▶ WORK REQUIRED
Output the full listing exactly as written, with no pictures in it.

▶ INPUT RECORDS
※ ※ ※

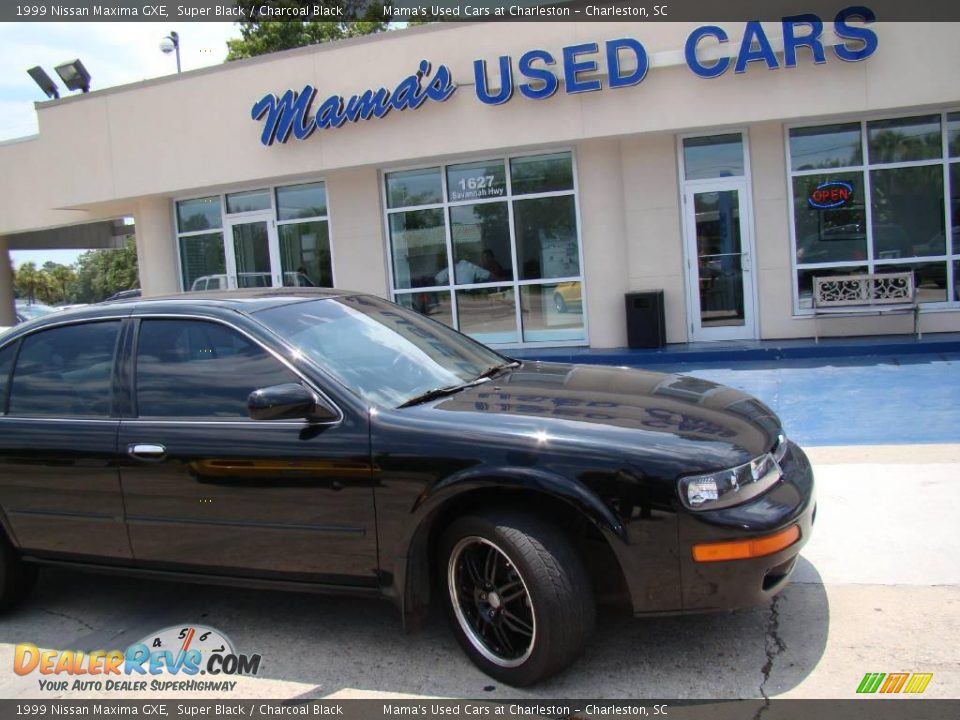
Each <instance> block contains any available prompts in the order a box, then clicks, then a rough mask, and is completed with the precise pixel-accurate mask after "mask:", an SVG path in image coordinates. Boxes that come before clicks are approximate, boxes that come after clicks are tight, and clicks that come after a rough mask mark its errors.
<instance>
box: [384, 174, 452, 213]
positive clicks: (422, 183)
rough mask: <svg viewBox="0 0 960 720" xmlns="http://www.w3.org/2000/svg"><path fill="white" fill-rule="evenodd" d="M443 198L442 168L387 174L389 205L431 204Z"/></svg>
mask: <svg viewBox="0 0 960 720" xmlns="http://www.w3.org/2000/svg"><path fill="white" fill-rule="evenodd" d="M442 200H443V182H442V180H441V177H440V168H428V169H426V170H406V171H404V172H396V173H388V174H387V207H391V208H395V207H414V206H416V205H431V204H434V203H438V202H441V201H442Z"/></svg>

※ ※ ※

▶ SOLUTION
Each <instance> block contains any available prompts in the order a box, then clicks, then a rough mask, and is completed with the precise pixel-accurate mask after "mask:", an SVG path in image coordinates. Boxes that come before clicks are approximate, boxes that come after clicks are tight, and clicks that come after a rough mask mark its errors.
<instance>
box: [384, 174, 452, 213]
positive clicks: (422, 183)
rough mask: <svg viewBox="0 0 960 720" xmlns="http://www.w3.org/2000/svg"><path fill="white" fill-rule="evenodd" d="M443 198L442 168L387 174L389 205L431 204Z"/></svg>
mask: <svg viewBox="0 0 960 720" xmlns="http://www.w3.org/2000/svg"><path fill="white" fill-rule="evenodd" d="M442 200H443V182H442V180H441V177H440V168H428V169H426V170H406V171H404V172H396V173H388V174H387V207H391V208H395V207H414V206H416V205H431V204H434V203H438V202H441V201H442Z"/></svg>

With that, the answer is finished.